OBJETIVO A
Mostre todas as linhas dos registros que contêm a sequência "hillside".

DOCUMENTO
══════

Reparação dos danos e indenização punitiva

AutorRafael Marinangelo
Páginas55-138
CAPÍTULO III
REPARAÇÃO DOS DANOS
E INDENIZAÇÃO PUNITIVA
A noção de responsabilidade civil é tão elementar e necessária que, antes mesmo
de existir como raciocínio lógico e estruturado, já se fazia sentir no campo da psique
como a necessidade de retribuir o mal com o mal, a dor com a dor e o dano com o
castigo, independentemente de sua causa.1
Originalmente, pois, a responsabilidade era objetiva, visto que a intenção do
agente, ou mesmo a ausência dela, pouco importava à aplicação da vingança ao mal
af‌ligido. A simples constatação do dano era suf‌iciente para a resposta punitiva, a qual,
no mais das vezes, não guardava, com aquele, qualquer relação de proporcionalidade.
Aos poucos, a responsabilidade civil passou a admitir a composição pecuniária
do litígio em substituição à agressão retributiva. A iniciativa espontânea acabou
sendo institucionalizada, como ocorreu na lei sálica – importante lei bárbara em
vigor na época dos povos francos – com a instituição de taxas ou tarifas a serem
aplicadas consoante a natureza do dano e a condição da vítima.2 Percebe-se, a partir
de então, ser preferível a reparação a causar novo dano ao ofensor, cujo efeito era o
de duplicar o número de ofendidos.3
Foi, porém, a Lei das XII Tábuas, do Direito Romano, o marco da transição
entre a composição voluntária e a obrigatória ao impor, à vítima, em certos casos,
a renúncia à vingança privada e a aceitação da composição pecuniária, cuja função
era de, ao mesmo tempo, punir o ofensor e reparar ou compensar o dano.4
A autoridade passou, assim, a exercer a justiça distributiva em substituição
à justiça punitiva, pois compreendeu que as lesões praticadas contra o particular
também perturbavam a ordem pública que tentava manter, o que ocasionou o sur-
gimento das noções de delitos públicos e privados.5
1. SANTOS JÚNIOR, E. Da responsabilidade civil de terceiro por lesão do direito de crédito. Coimbra: Almedina,
2003, p. 179. Coleção Teses.

══════

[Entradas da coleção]

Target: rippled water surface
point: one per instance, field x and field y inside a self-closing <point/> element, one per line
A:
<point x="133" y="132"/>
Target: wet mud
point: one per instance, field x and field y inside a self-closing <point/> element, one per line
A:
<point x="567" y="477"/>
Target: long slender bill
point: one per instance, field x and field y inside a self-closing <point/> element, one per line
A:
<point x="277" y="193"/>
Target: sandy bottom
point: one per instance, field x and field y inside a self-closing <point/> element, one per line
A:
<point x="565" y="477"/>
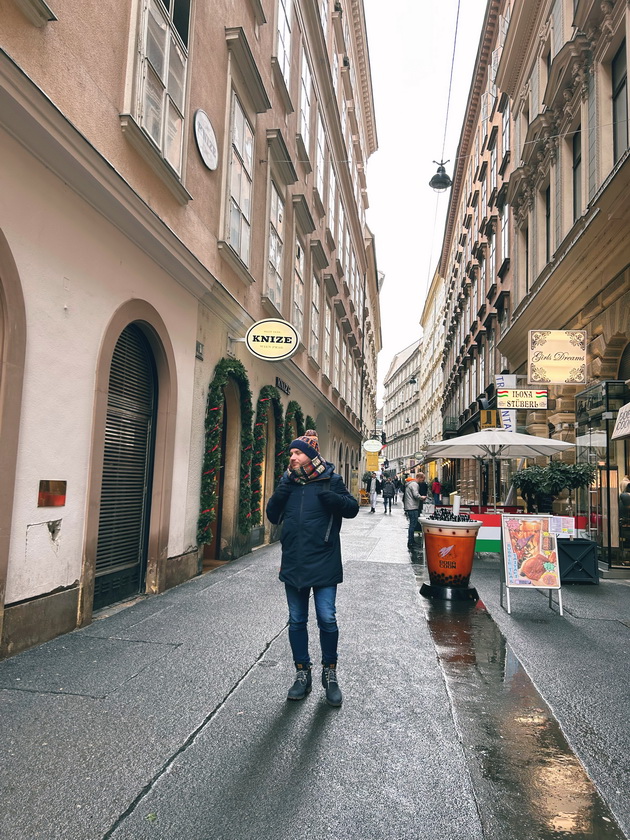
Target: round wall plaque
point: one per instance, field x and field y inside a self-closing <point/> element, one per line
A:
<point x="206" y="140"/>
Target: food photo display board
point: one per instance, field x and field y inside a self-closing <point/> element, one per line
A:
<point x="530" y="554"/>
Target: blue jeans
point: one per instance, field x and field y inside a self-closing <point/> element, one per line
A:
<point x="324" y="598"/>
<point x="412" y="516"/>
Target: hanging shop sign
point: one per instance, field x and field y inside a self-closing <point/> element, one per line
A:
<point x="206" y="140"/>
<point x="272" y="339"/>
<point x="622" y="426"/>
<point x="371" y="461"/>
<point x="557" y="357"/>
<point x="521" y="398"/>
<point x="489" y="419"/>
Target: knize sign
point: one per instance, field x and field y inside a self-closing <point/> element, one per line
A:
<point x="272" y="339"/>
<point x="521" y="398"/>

══════

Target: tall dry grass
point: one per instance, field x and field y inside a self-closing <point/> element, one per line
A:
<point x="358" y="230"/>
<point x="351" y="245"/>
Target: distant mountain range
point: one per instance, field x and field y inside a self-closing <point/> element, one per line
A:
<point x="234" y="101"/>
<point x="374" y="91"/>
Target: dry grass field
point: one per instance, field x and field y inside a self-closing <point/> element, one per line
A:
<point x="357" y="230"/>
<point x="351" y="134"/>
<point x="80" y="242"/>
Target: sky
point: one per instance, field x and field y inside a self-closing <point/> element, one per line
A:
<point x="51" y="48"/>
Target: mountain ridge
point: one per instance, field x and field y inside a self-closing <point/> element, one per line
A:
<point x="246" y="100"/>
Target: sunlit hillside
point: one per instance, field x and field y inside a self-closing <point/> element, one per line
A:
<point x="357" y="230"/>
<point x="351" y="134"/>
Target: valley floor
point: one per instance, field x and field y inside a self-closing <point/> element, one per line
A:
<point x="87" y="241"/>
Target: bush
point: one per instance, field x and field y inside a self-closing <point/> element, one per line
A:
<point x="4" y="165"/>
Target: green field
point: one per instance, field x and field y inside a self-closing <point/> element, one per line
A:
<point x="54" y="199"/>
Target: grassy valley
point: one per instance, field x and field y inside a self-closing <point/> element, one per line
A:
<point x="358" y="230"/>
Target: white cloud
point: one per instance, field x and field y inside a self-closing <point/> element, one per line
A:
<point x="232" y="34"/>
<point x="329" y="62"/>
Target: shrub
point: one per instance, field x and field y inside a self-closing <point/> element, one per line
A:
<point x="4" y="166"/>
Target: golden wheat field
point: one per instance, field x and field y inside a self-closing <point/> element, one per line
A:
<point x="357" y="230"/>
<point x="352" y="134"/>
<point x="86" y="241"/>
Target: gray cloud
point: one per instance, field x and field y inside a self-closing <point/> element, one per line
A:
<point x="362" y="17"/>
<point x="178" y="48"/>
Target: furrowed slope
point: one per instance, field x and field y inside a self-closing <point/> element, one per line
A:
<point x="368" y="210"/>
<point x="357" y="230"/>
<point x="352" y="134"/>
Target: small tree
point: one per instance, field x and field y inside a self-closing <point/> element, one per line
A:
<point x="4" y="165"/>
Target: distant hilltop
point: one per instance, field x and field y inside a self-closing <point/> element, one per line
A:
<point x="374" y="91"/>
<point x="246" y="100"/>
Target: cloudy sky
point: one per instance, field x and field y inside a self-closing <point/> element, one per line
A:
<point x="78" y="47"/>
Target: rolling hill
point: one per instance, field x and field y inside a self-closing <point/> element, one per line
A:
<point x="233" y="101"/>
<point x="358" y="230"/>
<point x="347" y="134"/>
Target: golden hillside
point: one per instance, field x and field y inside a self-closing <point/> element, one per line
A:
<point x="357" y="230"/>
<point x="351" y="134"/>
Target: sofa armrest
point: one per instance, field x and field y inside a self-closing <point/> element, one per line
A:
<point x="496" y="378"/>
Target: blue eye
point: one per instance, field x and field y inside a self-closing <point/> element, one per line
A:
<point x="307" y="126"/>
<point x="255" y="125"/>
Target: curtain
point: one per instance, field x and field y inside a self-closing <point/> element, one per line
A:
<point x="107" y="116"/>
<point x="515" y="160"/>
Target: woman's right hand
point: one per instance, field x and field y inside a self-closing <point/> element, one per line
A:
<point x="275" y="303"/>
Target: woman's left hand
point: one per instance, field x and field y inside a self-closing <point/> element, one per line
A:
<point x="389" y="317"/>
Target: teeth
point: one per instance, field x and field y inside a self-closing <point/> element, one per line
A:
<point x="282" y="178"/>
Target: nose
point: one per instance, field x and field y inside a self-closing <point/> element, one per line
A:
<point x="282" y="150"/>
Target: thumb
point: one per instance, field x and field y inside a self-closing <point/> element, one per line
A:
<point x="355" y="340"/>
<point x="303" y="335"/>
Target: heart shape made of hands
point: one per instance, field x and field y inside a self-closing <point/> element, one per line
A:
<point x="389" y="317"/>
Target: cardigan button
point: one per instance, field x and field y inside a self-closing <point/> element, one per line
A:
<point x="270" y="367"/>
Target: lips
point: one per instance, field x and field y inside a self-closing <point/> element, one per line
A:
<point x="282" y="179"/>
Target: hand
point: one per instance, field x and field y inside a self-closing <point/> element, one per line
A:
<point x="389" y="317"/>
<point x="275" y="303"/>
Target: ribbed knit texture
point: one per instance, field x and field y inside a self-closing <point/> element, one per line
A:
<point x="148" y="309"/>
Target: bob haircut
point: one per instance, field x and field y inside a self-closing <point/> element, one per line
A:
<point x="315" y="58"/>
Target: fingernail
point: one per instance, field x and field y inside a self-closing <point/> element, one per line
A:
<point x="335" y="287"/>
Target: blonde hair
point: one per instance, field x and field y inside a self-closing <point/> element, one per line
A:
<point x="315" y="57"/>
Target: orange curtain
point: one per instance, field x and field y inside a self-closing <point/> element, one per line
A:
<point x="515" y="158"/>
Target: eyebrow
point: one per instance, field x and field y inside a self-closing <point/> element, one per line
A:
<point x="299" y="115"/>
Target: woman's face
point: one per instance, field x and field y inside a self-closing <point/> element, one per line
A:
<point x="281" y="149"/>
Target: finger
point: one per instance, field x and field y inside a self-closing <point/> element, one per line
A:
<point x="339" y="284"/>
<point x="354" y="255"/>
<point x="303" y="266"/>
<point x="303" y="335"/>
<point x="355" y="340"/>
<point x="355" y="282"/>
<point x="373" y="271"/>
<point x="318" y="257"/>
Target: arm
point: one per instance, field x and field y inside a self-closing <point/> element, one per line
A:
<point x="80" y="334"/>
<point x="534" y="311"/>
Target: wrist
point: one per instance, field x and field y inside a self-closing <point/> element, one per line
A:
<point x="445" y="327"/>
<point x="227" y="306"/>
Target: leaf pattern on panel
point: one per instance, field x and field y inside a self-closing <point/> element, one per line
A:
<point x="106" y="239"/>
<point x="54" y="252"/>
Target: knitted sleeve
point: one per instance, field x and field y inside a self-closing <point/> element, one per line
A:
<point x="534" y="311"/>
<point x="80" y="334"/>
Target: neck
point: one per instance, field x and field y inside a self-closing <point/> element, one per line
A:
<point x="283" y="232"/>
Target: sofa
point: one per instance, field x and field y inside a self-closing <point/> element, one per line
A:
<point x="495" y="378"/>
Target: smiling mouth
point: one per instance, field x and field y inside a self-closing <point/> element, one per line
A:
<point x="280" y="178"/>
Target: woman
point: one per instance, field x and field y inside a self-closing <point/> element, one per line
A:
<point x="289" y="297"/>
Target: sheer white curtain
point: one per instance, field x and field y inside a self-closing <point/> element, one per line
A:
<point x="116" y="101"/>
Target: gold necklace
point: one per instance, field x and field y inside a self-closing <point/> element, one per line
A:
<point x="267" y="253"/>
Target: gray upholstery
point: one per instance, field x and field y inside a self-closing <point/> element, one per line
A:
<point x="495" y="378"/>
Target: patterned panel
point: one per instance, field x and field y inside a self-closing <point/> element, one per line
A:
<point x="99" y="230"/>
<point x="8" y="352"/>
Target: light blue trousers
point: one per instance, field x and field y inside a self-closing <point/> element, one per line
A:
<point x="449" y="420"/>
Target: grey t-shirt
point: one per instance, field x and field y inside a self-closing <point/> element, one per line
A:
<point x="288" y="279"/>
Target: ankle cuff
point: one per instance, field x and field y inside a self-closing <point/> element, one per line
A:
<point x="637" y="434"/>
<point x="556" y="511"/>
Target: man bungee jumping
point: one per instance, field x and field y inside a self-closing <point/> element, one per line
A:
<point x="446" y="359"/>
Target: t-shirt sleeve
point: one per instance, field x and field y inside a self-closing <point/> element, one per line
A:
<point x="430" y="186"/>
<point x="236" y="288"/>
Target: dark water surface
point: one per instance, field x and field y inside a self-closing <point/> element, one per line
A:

══════

OBJETIVO B
As afirmações seguintes estão de acordo com o texto sobre reparação dos danos? Responda sim ou não a cada uma e cite literalmente as palavras do texto que decidem. (i) Originalmente, a responsabilidade era objetiva. (ii) A lei sálica pertencia ao Direito Romano. (iii) A Lei das XII Tábuas marcou a transição entre a composição voluntária e a obrigatória.

RESPOSTA COMPLETA A
Target: sunlit hillside
Target: golden hillside

RESPOSTA COMPLETA B
(i) Sim: "Originalmente, pois, a responsabilidade era objetiva"
(ii) Não: "lei sálica – importante lei bárbara em vigor na época dos povos francos"
(iii) Sim: "Foi, porém, a Lei das XII Tábuas, do Direito Romano, o marco da transição entre a composição voluntária e a obrigatória"